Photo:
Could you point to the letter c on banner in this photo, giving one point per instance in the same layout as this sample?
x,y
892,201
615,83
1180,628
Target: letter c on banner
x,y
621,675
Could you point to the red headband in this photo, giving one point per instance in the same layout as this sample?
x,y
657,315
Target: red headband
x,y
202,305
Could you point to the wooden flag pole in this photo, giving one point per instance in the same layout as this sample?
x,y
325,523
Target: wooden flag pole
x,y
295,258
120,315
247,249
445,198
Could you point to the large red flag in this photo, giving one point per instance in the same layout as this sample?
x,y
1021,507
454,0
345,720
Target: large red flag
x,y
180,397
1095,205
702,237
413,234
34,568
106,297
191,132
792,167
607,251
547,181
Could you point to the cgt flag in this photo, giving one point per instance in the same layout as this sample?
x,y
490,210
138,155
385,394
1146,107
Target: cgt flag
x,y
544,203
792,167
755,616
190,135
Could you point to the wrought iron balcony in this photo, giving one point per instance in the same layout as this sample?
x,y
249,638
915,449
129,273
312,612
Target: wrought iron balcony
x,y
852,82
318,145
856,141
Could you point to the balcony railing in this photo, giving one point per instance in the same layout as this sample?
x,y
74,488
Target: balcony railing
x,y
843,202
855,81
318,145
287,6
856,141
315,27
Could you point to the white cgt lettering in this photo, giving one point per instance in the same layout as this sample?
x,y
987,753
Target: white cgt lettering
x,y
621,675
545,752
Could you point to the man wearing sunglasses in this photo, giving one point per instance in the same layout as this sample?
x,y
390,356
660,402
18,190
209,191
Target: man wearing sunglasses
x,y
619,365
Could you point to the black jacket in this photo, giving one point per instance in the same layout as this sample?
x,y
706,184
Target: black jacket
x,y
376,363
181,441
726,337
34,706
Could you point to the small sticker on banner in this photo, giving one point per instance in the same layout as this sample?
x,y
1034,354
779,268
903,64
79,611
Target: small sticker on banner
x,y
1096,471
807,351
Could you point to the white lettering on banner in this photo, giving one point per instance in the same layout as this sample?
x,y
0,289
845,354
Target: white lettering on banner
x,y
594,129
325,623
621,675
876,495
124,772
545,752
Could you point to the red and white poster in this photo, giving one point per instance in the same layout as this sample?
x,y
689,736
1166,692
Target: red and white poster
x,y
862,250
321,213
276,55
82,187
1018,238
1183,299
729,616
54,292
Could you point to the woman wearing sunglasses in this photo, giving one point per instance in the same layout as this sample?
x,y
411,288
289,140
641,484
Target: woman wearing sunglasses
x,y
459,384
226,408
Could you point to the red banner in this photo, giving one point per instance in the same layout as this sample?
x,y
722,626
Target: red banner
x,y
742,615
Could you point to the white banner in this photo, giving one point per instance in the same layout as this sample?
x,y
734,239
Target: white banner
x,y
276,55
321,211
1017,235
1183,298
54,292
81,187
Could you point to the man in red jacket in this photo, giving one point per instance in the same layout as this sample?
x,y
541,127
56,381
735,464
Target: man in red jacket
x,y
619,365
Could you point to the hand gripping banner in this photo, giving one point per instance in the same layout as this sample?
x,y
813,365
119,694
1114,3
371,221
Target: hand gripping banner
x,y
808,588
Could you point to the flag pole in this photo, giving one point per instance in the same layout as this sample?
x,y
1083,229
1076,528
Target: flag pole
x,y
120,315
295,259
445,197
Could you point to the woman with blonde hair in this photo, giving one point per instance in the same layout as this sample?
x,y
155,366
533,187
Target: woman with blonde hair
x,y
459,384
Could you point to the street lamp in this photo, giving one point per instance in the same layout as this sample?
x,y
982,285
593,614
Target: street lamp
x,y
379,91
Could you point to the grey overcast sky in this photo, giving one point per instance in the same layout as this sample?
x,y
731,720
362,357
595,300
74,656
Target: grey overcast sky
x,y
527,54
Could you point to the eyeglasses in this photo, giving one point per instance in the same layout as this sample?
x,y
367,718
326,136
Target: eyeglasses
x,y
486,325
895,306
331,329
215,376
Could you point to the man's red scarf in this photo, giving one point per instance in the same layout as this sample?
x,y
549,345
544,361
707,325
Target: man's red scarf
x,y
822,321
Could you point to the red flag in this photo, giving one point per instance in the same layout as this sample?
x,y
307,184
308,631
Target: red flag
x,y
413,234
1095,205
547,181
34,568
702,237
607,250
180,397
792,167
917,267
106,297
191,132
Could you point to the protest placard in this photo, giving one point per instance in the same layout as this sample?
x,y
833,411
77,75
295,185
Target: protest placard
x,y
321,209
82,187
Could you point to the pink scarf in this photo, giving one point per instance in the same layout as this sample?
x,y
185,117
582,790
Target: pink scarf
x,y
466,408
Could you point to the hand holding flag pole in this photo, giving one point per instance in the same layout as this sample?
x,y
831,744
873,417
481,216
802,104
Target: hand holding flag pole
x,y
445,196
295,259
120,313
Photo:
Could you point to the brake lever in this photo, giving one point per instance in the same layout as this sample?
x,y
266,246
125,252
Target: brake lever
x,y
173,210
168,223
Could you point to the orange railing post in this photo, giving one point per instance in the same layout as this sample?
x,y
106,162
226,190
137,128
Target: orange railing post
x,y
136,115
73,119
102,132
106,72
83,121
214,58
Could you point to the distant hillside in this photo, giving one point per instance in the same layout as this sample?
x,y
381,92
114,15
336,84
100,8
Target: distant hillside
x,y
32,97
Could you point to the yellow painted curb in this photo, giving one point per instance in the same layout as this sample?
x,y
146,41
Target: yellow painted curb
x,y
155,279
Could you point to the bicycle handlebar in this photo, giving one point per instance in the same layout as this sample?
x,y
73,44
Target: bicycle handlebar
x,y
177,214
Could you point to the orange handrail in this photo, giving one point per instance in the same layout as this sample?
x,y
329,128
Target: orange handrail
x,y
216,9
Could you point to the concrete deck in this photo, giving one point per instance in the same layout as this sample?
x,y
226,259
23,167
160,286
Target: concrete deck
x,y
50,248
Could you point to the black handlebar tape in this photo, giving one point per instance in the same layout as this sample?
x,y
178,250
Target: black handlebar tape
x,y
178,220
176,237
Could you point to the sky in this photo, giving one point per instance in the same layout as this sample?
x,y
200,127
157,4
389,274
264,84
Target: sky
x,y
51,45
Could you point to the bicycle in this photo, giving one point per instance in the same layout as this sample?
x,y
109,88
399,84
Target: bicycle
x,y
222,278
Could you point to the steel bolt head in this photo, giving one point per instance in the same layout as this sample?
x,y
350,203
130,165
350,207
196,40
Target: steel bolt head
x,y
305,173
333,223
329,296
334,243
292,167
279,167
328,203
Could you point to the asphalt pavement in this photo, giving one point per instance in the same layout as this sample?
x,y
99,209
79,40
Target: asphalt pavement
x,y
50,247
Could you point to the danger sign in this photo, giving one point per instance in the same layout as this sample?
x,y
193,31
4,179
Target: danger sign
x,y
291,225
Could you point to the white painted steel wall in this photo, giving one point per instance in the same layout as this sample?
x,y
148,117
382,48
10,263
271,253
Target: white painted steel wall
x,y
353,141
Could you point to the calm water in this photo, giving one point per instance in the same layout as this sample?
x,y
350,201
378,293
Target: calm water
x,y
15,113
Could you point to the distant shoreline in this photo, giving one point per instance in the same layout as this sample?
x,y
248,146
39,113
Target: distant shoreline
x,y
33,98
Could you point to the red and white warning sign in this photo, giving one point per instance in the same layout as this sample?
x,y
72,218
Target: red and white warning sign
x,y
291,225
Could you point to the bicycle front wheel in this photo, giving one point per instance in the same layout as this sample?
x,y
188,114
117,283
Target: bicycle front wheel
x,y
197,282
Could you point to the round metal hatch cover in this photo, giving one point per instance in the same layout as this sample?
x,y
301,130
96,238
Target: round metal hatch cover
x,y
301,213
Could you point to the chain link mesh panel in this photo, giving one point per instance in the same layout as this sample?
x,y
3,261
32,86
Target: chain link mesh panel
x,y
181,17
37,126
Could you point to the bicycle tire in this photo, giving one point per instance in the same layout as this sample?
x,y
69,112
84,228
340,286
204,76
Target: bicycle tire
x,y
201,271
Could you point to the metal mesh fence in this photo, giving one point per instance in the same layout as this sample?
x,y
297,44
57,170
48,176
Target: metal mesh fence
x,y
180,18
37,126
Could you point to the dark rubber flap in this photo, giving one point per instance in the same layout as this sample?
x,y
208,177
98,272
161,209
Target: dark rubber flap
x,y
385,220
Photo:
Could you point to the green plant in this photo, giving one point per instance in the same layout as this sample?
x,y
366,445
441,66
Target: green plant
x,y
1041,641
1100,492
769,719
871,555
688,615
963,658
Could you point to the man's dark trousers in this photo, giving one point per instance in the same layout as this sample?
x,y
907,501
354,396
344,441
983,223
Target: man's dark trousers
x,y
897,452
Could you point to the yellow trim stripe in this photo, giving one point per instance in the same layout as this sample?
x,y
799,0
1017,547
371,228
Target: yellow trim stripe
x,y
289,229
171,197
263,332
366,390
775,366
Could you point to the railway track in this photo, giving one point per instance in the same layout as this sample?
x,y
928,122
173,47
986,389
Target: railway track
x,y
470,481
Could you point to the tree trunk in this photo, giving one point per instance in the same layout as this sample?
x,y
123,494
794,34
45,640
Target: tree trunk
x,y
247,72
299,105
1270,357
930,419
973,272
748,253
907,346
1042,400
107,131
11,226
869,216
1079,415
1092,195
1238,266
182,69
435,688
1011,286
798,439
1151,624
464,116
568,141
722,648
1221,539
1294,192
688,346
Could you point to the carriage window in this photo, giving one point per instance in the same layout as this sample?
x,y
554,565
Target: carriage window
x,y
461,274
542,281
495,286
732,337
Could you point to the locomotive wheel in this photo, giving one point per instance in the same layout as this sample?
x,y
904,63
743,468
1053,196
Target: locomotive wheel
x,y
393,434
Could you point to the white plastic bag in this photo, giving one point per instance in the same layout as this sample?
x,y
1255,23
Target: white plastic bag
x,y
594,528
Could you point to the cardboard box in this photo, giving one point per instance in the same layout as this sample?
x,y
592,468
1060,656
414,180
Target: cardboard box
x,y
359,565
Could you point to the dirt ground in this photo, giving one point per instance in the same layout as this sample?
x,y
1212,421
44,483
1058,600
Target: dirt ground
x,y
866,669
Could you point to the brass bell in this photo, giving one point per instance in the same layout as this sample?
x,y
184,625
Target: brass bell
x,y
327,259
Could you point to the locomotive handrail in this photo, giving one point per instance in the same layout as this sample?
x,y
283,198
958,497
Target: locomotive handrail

● **Exercise**:
Give back exactly the lines beginning at the one with "Could you point to the yellow trim" and ending at the final line of the material; both boundary lines belong in it.

● **Task solution**:
Could you point to the yellow trim stripe in this photo, giving one point per instance in the same layout as this sample?
x,y
799,0
1017,547
371,228
Target: yellow trim stripe
x,y
289,229
171,197
263,332
366,390
775,366
Could you point to the railway track in this photo, giving one point per instance in the same layout as this sample?
x,y
928,122
173,47
986,389
Target: railway track
x,y
470,481
Could you point to the tree trunk in this photo, giving one point per instance in the same layout as this sample?
x,y
123,494
794,34
45,640
Target: tree trunk
x,y
247,72
299,105
1270,357
930,419
973,272
748,253
907,346
1042,400
107,131
11,226
869,216
1079,415
1092,195
1238,266
182,69
435,688
1011,286
798,439
1151,624
464,116
568,141
722,648
1221,539
1294,192
688,346
Could you point to the carriage window in this photo, giving one point per instance in the same layout as this sample?
x,y
554,565
Target: carriage window
x,y
461,274
542,281
495,286
732,337
Could you point to the locomotive wheel in this photo, giving one point per instance in the same layout as this sample?
x,y
904,63
743,468
1053,196
Target: locomotive wheel
x,y
393,434
Could you point to the white plastic bag in this photo, giving one point per instance in the same layout as this sample?
x,y
1255,23
Target: white plastic bag
x,y
594,528
Could you point to the cardboard box in this photo, giving one point per instance in the same layout as this sample?
x,y
592,468
1060,656
414,180
Target: cardboard box
x,y
359,565
Could you point to the dirt ground in this photo, giving one point per instance in the same layout as this sample?
x,y
1212,421
44,483
1058,600
Target: dirt ground
x,y
866,669
Could you point to the brass bell in this photo, giving one point per instance in the same layout as this sample?
x,y
184,625
Target: brass bell
x,y
327,259
Could you point to the locomotive handrail in this photo, giving one point per instance in the same layout as this sample?
x,y
283,198
958,497
Target: locomotive handrail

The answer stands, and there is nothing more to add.